WHAT IS ASKED: Starting at the line with "indicate the red" and continuing through the last line of the items below, rewrite those lines with "one dot per instance" replaced by "one point per instance" and everything else left unchanged.

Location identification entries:
________________________________________

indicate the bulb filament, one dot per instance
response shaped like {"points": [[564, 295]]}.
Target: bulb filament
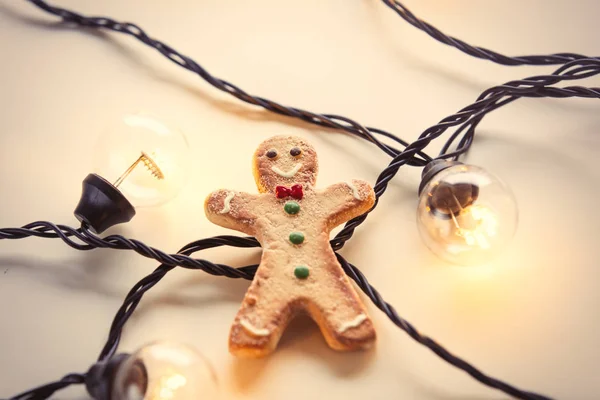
{"points": [[481, 224], [148, 162]]}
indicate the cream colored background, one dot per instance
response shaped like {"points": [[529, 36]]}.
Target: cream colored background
{"points": [[531, 318]]}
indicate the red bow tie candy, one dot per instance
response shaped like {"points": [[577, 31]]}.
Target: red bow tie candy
{"points": [[295, 192]]}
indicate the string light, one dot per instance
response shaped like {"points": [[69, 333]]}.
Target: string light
{"points": [[465, 215], [476, 225], [138, 162]]}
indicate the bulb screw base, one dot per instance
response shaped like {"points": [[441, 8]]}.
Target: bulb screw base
{"points": [[102, 205], [432, 169], [447, 200]]}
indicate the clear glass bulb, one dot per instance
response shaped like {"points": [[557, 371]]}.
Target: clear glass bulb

________________________________________

RESPONSE BELOW:
indicate the red bow tie candy, one point per instance
response shaped like {"points": [[577, 31]]}.
Target: red bow tie candy
{"points": [[295, 192]]}
indicate the string light, one point per instance
response shaped like {"points": [[69, 333]]}.
Target: string light
{"points": [[465, 215], [476, 225], [138, 162]]}
indicate the bulb screw base, one point per instance
response shaped like {"points": [[441, 8]]}.
Target: bulb screw base
{"points": [[102, 205], [432, 169], [447, 200]]}
indicate the clear glass bulb, one point per instance
response shaped like {"points": [[557, 371]]}.
Target: clear glass bulb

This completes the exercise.